Cosa fare |
Riscrivi come elenco puntato il paragrafo della recensione che comincia con «Il ritorno rappresenta», mantenendone i fatti principali.

Brano da leggere |
Autore: Toni Morrison
Titolo: A casa
Editore: Frassinelli
Pagine: 182
Anno pubblicazione: 2012
Prezzo: 18,50 euro
Il ritorno rappresenta uno dei grandi temi americani. L’America, in senso lato, è una terra cui si arriva – se la vediamo dalla prospettiva europea – ma anche una terra cui si ritorna. Ricordo il piccolo gioiello della scrittrice native american Leslie Marmon Silko, Ceremony (pubblicato in Italia da Quattroventi nel 2007 con il titolo Cerimonia), e non ho difficoltà a trovare un nesso attraverso una “sindrome del ritorno” alla stessa terra. L’America vigliacca, che ti spedisce lontano a decidere della vita di altre persone, a infliggere tormenti a te stesso prima che al prossimo, a perdere la tua identità, smarrendo la strada.

Record tratti da una raccolta di dati:
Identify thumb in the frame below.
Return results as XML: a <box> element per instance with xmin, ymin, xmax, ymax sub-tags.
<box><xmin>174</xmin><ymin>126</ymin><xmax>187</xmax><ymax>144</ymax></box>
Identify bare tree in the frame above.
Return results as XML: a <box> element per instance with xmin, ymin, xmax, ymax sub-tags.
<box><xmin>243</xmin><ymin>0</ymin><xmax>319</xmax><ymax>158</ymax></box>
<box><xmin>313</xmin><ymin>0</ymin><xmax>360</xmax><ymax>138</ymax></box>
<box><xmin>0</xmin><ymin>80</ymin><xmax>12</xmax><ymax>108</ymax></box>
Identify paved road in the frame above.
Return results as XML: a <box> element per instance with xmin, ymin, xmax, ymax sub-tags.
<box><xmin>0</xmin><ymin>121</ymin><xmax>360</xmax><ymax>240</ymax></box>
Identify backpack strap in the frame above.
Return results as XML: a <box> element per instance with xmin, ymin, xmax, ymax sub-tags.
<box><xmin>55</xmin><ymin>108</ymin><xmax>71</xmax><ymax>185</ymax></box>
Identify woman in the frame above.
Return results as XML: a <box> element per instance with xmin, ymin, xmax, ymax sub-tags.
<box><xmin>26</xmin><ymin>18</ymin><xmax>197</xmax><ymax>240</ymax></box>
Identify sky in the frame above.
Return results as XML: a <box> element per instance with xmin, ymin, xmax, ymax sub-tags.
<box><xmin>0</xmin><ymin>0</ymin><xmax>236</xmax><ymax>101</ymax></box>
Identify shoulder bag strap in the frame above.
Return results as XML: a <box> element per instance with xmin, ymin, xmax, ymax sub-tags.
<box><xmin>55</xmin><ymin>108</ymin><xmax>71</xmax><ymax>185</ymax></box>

Risposta |
- Il ritorno è uno dei grandi temi americani.
- Dalla prospettiva europea, l'America è una terra a cui si arriva, ma è anche una terra a cui si ritorna.
- Chi scrive ricorda Ceremony della scrittrice native american Leslie Marmon Silko. Il libro è uscito in Italia da Quattroventi nel 2007 con il titolo Cerimonia. Chi scrive vi trova un nesso nella "sindrome del ritorno" alla stessa terra.
- L'America è definita vigliacca. Ti spedisce lontano a decidere della vita di altre persone e a infliggere tormenti a te stesso prima che al prossimo. Ti porta anche a perdere la tua identità, smarrendo la strada.